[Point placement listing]
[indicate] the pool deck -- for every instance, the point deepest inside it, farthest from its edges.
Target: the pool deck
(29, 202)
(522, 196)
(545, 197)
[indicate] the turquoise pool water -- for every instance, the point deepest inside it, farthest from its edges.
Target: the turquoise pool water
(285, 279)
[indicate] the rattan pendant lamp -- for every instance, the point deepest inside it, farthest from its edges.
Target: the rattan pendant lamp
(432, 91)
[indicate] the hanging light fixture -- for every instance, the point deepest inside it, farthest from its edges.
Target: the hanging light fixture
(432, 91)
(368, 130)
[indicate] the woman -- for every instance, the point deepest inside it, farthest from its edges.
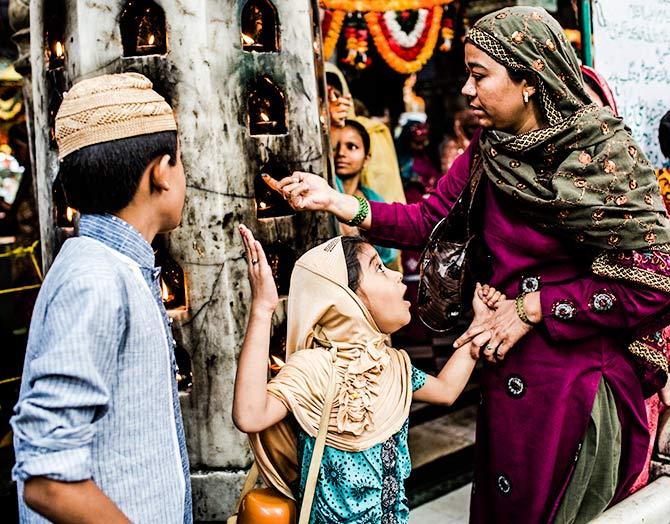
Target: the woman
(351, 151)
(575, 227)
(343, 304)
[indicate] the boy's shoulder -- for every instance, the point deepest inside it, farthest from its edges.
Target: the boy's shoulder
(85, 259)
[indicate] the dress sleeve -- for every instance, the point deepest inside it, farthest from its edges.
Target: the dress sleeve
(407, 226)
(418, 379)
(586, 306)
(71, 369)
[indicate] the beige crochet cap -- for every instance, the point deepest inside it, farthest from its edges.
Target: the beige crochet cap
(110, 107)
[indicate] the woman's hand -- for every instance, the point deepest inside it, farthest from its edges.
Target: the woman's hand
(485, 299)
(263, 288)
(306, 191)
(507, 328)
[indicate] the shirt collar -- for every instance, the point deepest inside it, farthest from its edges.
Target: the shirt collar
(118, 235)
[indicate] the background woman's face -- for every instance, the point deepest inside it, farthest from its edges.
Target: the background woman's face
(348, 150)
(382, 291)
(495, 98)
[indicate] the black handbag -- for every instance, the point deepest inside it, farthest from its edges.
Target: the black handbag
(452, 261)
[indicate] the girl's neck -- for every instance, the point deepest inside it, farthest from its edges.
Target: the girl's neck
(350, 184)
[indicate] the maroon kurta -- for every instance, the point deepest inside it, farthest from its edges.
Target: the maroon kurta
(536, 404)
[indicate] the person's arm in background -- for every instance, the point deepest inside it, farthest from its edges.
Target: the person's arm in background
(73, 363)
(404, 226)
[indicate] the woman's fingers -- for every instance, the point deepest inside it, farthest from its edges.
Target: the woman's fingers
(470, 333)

---

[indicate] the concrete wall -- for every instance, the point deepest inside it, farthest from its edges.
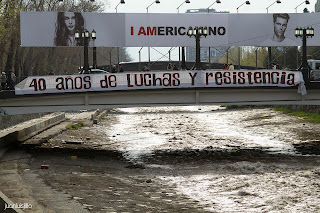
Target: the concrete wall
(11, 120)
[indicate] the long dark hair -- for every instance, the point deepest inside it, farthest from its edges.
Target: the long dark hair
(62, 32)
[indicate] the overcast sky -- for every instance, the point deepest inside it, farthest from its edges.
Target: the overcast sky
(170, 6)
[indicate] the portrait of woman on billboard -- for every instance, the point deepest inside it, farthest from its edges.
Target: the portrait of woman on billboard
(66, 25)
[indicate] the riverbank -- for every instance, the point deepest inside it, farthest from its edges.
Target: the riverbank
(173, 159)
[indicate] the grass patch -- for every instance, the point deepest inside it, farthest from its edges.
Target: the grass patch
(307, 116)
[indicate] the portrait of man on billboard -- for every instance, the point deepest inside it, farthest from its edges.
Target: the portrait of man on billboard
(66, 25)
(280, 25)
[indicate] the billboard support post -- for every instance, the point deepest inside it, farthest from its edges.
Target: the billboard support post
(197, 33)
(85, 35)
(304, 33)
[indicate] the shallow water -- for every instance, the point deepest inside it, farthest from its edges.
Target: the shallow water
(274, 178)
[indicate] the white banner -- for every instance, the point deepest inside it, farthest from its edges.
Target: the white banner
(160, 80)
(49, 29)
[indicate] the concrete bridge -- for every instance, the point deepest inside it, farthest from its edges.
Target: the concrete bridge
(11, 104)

■ CHALLENGE
From the listing above, pick out and copy each line that contains the string "person".

■ SOLUTION TO THE EXERCISE
[indicate] the person's arm in background -- for every instance, the point deepest inside it, farthest from its edges.
Target: the person's arm in background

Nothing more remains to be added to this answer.